_Work required:_ Please count how many lines of the items below contain the word "embankment", and reply with only that number.

Coordinate annotation entries
....

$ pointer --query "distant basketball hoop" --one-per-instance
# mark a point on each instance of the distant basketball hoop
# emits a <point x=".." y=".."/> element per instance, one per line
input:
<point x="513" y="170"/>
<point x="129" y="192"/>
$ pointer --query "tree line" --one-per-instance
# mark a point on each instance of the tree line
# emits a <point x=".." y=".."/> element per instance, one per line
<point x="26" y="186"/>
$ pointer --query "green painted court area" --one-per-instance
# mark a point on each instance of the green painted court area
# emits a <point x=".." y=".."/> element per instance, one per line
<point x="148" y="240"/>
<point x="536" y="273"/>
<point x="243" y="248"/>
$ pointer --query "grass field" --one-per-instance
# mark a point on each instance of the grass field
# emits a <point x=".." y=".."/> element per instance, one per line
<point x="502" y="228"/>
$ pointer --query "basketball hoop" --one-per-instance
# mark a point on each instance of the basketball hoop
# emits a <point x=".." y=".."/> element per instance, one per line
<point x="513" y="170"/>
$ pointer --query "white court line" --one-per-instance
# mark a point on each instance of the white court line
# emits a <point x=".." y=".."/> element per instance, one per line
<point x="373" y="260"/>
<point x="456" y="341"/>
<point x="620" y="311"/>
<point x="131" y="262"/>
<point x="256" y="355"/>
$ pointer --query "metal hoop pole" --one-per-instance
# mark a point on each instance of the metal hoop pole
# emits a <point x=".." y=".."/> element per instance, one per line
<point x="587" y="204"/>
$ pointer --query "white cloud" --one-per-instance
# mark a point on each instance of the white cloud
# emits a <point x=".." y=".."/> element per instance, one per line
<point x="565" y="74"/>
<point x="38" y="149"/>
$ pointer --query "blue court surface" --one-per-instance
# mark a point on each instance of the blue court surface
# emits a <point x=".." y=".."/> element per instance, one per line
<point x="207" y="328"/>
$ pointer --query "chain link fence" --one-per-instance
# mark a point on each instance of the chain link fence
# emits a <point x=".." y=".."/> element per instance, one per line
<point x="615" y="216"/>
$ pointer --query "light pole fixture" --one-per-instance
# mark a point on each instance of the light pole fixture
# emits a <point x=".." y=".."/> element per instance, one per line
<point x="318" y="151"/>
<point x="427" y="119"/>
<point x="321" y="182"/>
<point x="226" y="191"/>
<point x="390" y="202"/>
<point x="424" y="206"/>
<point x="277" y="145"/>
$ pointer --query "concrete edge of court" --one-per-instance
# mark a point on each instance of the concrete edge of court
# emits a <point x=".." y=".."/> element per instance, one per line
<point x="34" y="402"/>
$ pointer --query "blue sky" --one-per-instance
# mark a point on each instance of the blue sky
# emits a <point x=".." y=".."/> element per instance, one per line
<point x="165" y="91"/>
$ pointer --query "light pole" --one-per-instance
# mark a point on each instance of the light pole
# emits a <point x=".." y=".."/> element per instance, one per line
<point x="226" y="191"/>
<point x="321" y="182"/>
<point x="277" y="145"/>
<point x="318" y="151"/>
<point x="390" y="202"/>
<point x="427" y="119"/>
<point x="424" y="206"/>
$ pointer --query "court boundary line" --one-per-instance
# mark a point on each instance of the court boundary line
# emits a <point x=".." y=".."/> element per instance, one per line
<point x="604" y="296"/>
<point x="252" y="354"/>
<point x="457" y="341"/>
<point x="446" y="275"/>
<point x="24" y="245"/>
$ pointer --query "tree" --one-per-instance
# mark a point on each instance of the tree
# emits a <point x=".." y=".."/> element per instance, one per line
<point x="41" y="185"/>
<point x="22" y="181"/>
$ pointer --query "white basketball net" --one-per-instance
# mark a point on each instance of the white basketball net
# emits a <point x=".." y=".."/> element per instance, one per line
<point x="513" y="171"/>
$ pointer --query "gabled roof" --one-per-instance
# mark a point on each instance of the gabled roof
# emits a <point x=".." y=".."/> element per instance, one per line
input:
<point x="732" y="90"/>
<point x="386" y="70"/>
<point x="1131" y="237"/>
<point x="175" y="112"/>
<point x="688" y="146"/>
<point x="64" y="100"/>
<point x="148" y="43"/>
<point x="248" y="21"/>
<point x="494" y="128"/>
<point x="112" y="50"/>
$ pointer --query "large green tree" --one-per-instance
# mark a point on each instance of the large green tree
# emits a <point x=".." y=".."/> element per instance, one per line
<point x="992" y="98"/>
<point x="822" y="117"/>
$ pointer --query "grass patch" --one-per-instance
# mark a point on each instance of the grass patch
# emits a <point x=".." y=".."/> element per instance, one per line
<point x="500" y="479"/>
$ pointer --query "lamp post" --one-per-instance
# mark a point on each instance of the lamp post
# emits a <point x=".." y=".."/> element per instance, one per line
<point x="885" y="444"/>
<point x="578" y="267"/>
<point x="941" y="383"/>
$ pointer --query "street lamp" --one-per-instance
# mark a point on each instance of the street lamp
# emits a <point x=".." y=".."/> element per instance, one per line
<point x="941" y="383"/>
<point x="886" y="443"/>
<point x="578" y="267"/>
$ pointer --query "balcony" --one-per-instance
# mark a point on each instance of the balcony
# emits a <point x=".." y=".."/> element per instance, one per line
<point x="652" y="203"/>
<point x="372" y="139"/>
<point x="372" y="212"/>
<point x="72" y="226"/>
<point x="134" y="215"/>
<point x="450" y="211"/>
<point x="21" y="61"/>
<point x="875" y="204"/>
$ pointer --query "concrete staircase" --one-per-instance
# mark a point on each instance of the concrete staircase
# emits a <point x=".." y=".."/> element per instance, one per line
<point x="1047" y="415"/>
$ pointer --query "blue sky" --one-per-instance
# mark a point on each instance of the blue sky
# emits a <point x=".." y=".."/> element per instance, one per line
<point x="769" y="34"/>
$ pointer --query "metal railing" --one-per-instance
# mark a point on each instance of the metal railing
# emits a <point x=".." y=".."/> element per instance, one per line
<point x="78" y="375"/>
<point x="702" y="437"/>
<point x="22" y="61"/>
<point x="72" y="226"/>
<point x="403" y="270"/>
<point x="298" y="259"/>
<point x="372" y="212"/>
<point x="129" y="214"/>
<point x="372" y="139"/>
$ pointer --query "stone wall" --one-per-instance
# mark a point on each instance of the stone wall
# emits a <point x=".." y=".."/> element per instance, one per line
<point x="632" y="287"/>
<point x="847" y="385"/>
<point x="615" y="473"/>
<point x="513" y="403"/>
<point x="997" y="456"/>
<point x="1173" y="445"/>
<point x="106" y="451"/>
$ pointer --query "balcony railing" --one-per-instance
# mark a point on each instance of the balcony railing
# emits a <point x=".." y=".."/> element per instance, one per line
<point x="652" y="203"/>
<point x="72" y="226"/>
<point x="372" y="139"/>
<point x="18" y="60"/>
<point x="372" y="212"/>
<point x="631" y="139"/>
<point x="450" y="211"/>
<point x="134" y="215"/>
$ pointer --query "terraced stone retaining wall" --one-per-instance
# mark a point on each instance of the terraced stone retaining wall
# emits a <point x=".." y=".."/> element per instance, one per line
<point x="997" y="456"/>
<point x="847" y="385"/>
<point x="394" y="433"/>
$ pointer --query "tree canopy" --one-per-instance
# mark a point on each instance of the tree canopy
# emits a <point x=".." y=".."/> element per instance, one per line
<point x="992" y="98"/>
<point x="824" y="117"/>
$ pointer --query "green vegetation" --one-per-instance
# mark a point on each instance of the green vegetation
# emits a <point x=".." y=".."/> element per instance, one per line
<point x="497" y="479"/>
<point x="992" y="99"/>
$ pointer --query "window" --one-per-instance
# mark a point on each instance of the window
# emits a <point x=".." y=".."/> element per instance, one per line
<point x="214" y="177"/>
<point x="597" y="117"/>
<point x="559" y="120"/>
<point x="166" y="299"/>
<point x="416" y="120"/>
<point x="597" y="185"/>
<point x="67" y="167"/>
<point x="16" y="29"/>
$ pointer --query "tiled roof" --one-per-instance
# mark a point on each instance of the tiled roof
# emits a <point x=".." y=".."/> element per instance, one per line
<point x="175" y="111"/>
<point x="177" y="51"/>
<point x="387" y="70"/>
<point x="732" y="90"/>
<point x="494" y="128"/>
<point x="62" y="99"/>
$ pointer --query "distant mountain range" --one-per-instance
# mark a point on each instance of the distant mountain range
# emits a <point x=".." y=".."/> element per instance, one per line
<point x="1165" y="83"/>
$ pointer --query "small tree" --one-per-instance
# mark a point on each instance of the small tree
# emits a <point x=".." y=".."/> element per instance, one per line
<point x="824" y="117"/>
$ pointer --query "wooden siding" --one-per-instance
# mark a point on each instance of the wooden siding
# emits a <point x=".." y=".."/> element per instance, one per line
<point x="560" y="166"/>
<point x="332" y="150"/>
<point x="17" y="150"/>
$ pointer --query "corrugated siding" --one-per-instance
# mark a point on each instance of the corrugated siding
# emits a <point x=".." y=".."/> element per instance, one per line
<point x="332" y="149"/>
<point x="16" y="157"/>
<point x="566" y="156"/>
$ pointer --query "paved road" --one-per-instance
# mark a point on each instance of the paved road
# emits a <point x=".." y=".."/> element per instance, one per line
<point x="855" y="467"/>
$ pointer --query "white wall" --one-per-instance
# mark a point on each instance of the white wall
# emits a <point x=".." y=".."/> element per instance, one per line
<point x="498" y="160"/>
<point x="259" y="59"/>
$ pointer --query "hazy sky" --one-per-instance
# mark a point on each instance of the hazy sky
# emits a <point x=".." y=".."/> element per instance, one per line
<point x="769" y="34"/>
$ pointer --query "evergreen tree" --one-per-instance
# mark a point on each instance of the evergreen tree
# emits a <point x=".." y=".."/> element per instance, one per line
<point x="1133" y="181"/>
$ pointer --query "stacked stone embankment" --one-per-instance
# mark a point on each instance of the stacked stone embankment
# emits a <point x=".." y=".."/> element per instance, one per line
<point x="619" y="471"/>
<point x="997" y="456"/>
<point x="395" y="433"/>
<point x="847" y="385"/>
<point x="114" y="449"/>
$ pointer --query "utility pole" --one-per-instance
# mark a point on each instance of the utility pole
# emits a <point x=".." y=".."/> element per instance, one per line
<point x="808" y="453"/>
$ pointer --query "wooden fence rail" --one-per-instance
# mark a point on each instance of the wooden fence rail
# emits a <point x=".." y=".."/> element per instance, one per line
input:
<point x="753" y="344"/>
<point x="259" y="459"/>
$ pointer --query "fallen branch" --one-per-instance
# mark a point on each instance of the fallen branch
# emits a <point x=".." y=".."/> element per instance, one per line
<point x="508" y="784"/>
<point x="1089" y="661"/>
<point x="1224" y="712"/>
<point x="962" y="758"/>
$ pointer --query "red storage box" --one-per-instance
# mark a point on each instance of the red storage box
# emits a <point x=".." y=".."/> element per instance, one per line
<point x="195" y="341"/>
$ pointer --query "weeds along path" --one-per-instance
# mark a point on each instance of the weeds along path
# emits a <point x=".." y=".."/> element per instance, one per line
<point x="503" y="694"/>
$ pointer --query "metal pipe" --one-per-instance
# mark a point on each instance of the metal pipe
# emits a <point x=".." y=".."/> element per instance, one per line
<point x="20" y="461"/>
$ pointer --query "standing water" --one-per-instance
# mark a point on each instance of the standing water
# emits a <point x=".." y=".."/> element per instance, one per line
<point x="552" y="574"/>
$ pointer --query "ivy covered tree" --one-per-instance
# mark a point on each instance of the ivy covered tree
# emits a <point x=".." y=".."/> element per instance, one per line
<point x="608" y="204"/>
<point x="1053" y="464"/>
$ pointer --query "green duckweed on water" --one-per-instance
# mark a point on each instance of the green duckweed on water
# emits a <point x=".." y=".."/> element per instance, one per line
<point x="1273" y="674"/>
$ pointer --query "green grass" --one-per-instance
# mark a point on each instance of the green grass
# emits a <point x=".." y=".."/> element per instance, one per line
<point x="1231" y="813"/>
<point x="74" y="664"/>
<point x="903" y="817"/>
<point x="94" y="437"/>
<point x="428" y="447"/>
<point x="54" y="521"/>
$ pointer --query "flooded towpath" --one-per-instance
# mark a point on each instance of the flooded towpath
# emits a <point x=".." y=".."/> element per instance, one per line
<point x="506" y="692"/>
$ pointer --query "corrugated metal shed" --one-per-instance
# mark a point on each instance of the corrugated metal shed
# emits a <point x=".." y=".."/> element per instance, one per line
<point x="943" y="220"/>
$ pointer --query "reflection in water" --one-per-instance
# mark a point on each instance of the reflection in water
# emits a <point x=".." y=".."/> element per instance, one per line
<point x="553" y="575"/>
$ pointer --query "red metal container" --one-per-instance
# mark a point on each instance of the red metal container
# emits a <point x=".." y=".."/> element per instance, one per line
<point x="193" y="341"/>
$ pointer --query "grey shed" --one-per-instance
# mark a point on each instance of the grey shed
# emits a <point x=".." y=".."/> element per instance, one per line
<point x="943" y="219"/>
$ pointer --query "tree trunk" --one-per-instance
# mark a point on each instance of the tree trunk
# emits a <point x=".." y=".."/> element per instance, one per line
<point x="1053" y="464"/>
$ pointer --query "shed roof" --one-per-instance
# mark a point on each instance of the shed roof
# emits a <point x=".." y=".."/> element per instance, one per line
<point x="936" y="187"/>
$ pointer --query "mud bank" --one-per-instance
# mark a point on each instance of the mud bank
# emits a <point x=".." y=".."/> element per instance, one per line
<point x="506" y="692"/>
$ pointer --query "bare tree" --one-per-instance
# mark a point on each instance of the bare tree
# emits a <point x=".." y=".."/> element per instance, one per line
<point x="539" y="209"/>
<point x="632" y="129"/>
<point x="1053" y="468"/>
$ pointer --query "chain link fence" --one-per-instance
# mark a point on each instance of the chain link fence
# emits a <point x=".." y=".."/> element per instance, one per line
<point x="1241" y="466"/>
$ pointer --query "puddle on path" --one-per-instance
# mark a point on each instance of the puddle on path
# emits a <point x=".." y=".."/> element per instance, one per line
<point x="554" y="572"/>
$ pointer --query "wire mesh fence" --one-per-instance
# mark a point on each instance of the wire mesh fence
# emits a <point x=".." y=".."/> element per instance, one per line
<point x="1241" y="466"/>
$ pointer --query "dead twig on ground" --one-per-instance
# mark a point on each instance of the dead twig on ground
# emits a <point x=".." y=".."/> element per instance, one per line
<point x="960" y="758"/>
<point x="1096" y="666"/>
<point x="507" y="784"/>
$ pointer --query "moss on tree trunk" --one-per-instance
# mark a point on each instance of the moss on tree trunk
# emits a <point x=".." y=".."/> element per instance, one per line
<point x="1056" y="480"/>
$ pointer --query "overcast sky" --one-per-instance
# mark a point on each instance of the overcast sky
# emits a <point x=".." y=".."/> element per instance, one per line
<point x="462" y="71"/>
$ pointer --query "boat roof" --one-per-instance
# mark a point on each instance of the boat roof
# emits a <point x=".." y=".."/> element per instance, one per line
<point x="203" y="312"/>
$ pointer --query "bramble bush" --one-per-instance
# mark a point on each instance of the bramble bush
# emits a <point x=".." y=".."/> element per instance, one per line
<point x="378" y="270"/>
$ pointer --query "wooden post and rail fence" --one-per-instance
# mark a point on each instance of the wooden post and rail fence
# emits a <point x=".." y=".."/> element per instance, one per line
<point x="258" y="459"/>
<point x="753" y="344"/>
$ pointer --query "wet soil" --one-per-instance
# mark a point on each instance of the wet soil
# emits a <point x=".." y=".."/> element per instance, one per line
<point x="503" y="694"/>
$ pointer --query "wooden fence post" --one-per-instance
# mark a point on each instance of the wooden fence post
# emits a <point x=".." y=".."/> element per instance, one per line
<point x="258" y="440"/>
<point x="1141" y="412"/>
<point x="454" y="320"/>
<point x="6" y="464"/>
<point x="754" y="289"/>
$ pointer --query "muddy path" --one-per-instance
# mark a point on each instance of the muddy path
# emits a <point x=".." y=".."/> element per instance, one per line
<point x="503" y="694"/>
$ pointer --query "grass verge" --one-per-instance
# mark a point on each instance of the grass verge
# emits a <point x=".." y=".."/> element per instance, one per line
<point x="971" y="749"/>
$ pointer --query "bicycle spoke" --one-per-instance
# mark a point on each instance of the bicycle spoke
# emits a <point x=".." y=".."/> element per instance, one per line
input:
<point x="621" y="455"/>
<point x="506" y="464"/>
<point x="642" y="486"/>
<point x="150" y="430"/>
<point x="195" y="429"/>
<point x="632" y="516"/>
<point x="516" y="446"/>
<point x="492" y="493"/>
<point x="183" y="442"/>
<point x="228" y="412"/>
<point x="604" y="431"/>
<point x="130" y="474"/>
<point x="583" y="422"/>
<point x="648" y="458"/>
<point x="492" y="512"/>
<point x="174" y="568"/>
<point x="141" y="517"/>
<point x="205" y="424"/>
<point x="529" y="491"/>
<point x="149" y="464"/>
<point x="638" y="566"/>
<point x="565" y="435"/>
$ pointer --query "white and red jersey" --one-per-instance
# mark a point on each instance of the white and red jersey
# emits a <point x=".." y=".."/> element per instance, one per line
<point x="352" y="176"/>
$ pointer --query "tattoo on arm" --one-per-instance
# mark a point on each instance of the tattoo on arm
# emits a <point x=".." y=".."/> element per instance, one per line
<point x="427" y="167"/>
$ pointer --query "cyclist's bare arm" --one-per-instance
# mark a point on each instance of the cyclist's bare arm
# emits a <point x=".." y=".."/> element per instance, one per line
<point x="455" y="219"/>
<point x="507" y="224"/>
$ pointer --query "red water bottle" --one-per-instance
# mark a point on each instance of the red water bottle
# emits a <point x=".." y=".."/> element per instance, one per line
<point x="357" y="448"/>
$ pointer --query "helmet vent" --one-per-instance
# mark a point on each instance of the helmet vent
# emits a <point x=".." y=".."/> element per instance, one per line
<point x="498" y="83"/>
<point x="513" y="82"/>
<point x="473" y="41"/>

....

_Complete output:_ 2